Contratos suspeitos no Delphina Aziz são denunciados na CPI da Saúde

A comissão se encontra em processo de apuração dos fatos narrados pelas testemunhas relacionadas à OS e à PPP.

Redação AM POST

A Comissão Parlamentar de Inquérito que investiga desvios na área da Saúde estadual (CPI da Saúde) durante a pandemia de Covid-19 e no período de 2011 a 2019 ouviu, durante a semana, 13 depoimentos de pessoas ligadas à Organização Social Instituto Nacional de Desenvolvimento Social e Humano (INDSH) e à Parceria Público-Privada (PPP) Zona Norte Engenharia, Manutenção e Gestão de Serviços que mantêm contrato mensal de R$ 30 milhões com o governo do Amazonas para gerir o Hospital e Pronto Socorro Delphina Aziz. A comissão se encontra em processo de apuração dos fatos narrados pelas testemunhas relacionadas à OS e à PPP.

_TAREFA PROPOSTA_:
Responda às perguntas a seguir com base no texto sobre a CPI da Saúde, numerando as respostas da mesma forma.
1. Em que processo a comissão se encontra?
2. Quantos depoimentos a CPI da Saúde ouviu durante a semana?
3. Qual é o valor do contrato mensal mantido com o governo do Amazonas?

[Registros de dados coletados]
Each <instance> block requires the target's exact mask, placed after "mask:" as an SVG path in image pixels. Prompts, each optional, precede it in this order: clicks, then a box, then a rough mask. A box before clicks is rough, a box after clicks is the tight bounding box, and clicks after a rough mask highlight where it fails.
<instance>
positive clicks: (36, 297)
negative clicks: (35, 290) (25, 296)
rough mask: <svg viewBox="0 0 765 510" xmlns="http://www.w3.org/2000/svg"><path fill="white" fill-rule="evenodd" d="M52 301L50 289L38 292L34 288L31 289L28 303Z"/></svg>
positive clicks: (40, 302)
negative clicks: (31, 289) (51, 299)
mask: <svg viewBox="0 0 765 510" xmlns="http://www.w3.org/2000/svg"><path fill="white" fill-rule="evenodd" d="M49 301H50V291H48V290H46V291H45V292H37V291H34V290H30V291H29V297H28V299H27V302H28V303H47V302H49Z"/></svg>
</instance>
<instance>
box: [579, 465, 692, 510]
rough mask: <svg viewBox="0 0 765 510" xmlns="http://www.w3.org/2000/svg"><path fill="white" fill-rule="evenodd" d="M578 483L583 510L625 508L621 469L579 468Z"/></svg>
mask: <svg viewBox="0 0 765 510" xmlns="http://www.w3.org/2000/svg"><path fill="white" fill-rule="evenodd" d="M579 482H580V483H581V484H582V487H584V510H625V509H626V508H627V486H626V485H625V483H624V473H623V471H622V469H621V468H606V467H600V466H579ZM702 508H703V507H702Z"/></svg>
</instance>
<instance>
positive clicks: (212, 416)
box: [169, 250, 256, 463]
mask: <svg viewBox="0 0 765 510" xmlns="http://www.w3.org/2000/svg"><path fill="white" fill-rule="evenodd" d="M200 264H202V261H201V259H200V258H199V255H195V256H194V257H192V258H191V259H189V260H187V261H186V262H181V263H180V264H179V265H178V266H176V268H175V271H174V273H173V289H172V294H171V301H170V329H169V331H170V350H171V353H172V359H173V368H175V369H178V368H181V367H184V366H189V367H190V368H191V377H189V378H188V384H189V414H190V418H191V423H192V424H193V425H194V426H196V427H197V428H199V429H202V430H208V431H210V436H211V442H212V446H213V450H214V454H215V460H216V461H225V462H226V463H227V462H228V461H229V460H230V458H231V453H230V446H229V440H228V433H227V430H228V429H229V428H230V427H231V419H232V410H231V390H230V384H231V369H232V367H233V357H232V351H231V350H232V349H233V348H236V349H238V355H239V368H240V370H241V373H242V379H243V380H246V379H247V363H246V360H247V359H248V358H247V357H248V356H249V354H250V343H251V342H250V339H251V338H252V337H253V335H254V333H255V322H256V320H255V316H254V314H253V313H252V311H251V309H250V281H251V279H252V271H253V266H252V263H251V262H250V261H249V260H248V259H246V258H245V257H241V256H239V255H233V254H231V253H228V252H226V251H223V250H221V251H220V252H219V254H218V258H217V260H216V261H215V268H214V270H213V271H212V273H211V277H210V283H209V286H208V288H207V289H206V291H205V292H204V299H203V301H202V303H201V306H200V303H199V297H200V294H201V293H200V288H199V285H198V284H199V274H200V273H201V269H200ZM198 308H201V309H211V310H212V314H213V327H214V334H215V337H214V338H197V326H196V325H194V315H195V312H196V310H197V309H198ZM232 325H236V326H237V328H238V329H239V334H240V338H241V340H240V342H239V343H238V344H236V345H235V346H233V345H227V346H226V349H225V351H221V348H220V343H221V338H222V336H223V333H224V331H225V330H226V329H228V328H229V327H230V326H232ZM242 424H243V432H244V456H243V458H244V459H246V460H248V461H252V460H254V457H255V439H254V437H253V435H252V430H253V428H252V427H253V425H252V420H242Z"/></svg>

_EXERCÍCIO RESOLVIDO_:
1. Em processo de apuração dos fatos narrados pelas testemunhas relacionadas à OS e à PPP.
2. Ouviu 13 depoimentos.
3. R$ 30 milhões.